### Task to complete
Reproduce the passage below about margin calls word for word, in full.

### Quoted passage
Hmm, today I’m learning about margin calls.

 

I’ve been familiar with the 3 day settlement period for buying/selling for a long time, though I’m terrified that I’m missing something.

I *might* be missing something.

 

Here’s the scenario:

Margin account.

Say you start out with $99k stock of XYZ with settled funds, and you have $1000 of cash in your margin account.

You sell $99k of XYZ, and then immediately turn around and buy $99k of ABC the same day using the unsettled funds.

I just realized that during the 3 day settlement period for XYZ, I am actually borrowing $99k on margin,

and that a margin call could happen during that period.

 

This happened in my algorithm in Oct. 2008 when Halliburton stock dropped from $25 to $15 during a 3 day period.

The algorithm got a margin call to sell HAL at $15 !!!

My first reaction was, "oh, another bug in my code".  Now I realize I was missing something!

2 days later HAL bounced back to as high as $23.50, but the damage was already done.

### Raw records
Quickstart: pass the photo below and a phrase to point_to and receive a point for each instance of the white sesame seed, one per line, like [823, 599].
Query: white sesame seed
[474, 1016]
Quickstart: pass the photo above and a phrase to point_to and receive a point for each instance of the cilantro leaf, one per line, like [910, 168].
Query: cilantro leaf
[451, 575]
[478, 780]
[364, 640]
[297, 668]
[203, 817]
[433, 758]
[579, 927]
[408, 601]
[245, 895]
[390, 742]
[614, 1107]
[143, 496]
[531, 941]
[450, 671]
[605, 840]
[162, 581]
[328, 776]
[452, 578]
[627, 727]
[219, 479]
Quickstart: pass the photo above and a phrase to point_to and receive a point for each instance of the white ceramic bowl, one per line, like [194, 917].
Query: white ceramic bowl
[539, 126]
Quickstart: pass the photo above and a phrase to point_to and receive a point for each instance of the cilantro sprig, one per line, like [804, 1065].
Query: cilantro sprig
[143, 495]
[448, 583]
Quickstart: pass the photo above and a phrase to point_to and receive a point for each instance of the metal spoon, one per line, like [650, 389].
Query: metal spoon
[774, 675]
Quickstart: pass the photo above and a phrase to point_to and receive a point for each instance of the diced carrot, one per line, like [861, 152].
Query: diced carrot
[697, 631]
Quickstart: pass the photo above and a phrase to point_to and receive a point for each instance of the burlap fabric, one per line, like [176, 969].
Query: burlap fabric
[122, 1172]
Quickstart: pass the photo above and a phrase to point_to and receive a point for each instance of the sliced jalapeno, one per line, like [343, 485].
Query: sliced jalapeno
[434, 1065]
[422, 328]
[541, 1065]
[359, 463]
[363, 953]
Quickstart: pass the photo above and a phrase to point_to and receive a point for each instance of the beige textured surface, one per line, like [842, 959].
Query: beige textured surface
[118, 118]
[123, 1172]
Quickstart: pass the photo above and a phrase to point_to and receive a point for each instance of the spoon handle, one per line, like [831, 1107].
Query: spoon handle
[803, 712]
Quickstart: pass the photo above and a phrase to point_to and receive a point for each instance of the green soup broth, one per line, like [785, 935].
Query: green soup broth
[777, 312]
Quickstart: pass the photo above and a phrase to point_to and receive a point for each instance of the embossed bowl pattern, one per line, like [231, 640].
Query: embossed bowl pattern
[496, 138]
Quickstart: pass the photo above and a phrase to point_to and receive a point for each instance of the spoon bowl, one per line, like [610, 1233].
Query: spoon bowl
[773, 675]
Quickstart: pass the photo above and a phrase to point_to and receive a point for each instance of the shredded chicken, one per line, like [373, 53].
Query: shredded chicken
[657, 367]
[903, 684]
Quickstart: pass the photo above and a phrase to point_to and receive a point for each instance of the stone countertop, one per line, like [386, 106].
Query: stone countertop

### Final result
Hmm, today I’m learning about margin calls.

 

I’ve been familiar with the 3 day settlement period for buying/selling for a long time, though I’m terrified that I’m missing something.

I *might* be missing something.

 

Here’s the scenario:

Margin account.

Say you start out with $99k stock of XYZ with settled funds, and you have $1000 of cash in your margin account.

You sell $99k of XYZ, and then immediately turn around and buy $99k of ABC the same day using the unsettled funds.

I just realized that during the 3 day settlement period for XYZ, I am actually borrowing $99k on margin,

and that a margin call could happen during that period.

 

This happened in my algorithm in Oct. 2008 when Halliburton stock dropped from $25 to $15 during a 3 day period.

The algorithm got a margin call to sell HAL at $15 !!!

My first reaction was, "oh, another bug in my code".  Now I realize I was missing something!

2 days later HAL bounced back to as high as $23.50, but the damage was already done.